-------- Extracted data --------

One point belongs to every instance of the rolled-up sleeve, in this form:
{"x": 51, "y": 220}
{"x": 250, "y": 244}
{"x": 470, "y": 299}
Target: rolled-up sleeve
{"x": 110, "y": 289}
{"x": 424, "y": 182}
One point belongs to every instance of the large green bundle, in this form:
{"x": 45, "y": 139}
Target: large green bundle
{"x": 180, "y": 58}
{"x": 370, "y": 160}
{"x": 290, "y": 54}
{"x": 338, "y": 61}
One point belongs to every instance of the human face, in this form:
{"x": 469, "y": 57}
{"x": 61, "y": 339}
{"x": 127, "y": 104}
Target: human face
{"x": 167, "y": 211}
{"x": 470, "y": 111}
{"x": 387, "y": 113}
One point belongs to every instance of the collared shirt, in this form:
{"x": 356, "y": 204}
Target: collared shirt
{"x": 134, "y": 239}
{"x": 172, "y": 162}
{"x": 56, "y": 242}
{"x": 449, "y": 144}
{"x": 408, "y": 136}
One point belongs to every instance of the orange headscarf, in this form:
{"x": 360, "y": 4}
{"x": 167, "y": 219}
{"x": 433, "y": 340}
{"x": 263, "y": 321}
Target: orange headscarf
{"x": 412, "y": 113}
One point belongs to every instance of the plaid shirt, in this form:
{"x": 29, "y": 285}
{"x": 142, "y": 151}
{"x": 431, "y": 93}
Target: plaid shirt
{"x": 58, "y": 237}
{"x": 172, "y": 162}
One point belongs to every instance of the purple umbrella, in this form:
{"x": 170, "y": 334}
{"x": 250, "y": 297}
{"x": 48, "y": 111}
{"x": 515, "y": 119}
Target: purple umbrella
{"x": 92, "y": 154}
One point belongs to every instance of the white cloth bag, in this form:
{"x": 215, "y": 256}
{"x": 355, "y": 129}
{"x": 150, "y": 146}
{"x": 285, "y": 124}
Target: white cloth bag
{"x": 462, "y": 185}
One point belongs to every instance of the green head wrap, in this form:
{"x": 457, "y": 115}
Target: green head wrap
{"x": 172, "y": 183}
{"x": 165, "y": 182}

--------

**Required task:** Repeat the data above exactly.

**Reply:**
One point belongs to every instance of the rolled-up sleeve, in this form:
{"x": 51, "y": 220}
{"x": 250, "y": 244}
{"x": 470, "y": 299}
Target: rolled-up sleeve
{"x": 110, "y": 289}
{"x": 424, "y": 182}
One point belongs to every instance of the large green bundle, in this form:
{"x": 45, "y": 139}
Target: large green bundle
{"x": 180, "y": 58}
{"x": 370, "y": 160}
{"x": 290, "y": 54}
{"x": 338, "y": 61}
One point belongs to every instance of the human face, in this form:
{"x": 469, "y": 57}
{"x": 61, "y": 339}
{"x": 127, "y": 104}
Target: human face
{"x": 167, "y": 211}
{"x": 470, "y": 111}
{"x": 387, "y": 113}
One point belongs to every instance of the collared shirt, in this form:
{"x": 356, "y": 204}
Target: collared shirt
{"x": 134, "y": 239}
{"x": 172, "y": 162}
{"x": 56, "y": 242}
{"x": 449, "y": 144}
{"x": 408, "y": 136}
One point belongs to every instance of the orange headscarf, in this form:
{"x": 360, "y": 4}
{"x": 167, "y": 219}
{"x": 433, "y": 340}
{"x": 263, "y": 321}
Target: orange headscarf
{"x": 412, "y": 113}
One point belongs to every instance of the plaid shirt, in this form:
{"x": 29, "y": 285}
{"x": 142, "y": 151}
{"x": 431, "y": 93}
Target: plaid shirt
{"x": 58, "y": 237}
{"x": 172, "y": 162}
One point belongs to every instance of the purple umbrella, in this form:
{"x": 170, "y": 334}
{"x": 250, "y": 297}
{"x": 48, "y": 111}
{"x": 515, "y": 119}
Target: purple umbrella
{"x": 92, "y": 154}
One point belongs to every instance of the white cloth bag, in this form:
{"x": 215, "y": 256}
{"x": 355, "y": 129}
{"x": 150, "y": 146}
{"x": 285, "y": 124}
Target: white cloth bag
{"x": 462, "y": 185}
One point belongs to every instance of the green head wrap, in this form:
{"x": 457, "y": 115}
Target: green head wrap
{"x": 172, "y": 183}
{"x": 165, "y": 182}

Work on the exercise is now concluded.